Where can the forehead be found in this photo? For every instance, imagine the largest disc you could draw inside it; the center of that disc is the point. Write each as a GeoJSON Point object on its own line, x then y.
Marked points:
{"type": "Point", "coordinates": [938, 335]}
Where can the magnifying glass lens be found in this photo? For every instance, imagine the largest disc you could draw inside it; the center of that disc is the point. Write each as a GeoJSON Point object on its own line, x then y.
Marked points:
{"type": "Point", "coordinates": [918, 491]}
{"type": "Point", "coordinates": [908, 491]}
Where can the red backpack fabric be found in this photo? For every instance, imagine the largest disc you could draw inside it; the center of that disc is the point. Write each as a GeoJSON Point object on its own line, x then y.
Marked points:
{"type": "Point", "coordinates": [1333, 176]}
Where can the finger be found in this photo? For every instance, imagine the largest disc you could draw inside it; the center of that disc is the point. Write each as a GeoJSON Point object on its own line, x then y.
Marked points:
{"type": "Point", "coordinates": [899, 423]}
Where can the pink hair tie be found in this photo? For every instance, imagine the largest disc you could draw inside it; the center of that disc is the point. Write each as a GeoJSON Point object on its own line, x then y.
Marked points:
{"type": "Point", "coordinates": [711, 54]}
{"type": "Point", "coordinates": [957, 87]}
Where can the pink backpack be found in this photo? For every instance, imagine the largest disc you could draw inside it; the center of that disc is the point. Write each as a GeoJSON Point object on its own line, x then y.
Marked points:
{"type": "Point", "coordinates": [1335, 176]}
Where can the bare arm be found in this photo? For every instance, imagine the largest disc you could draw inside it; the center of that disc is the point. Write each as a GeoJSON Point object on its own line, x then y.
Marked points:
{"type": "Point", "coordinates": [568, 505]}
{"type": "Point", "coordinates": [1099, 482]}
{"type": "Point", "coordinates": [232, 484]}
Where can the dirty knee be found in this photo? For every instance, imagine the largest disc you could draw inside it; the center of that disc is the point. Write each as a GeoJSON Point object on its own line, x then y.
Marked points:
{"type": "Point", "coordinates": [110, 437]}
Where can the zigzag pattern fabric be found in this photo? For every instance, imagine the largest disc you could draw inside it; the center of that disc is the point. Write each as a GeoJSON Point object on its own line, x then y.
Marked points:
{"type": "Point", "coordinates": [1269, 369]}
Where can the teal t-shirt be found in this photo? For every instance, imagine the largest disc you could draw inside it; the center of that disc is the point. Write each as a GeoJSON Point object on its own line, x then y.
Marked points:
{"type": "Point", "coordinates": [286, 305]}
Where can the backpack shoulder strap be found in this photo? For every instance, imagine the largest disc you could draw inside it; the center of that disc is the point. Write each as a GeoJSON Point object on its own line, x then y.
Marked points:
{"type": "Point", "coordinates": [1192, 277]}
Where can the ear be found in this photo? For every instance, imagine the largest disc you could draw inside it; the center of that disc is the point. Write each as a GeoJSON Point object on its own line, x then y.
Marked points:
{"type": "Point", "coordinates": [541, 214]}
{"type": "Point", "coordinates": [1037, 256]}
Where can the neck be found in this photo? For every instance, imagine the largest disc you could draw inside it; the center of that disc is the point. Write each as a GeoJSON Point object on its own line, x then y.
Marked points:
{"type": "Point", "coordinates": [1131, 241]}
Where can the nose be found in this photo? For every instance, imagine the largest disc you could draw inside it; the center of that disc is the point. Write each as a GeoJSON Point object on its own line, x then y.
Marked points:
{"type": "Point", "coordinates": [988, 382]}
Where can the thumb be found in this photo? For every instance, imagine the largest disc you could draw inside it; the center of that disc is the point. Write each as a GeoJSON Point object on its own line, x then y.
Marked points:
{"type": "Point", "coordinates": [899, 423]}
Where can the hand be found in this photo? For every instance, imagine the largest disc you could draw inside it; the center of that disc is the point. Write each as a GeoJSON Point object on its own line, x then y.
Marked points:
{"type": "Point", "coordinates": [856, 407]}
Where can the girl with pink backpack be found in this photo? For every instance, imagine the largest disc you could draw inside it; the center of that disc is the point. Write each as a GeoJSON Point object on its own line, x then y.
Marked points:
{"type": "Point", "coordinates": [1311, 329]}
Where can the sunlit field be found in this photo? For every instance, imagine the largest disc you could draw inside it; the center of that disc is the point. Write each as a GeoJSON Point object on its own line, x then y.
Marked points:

» **Given problem**: Write out the records from the line containing "Where can the hand" through the last line of the records, keeping every line unchanged.

» **Task response**:
Where can the hand be found in this photo? For every instance, imagine the largest disc you could draw inside it; the center of that disc is the point. Write each as a GeoJSON Point object on its own line, x then y.
Marked points:
{"type": "Point", "coordinates": [856, 407]}
Where can the girl with pink backpack be found in this photo? For every instance, imagine the largest disc you could draw inside it; the center of that disc is the point. Write each as a GeoJSON Point object on its own line, x then y.
Marked points:
{"type": "Point", "coordinates": [1311, 329]}
Where can the sunlit field be found in this photo? For every instance, imagine the largest disc you could draw inside it; the center of that disc is the point. Write each as a GeoJSON Point object on its own line, x then y.
Marked points:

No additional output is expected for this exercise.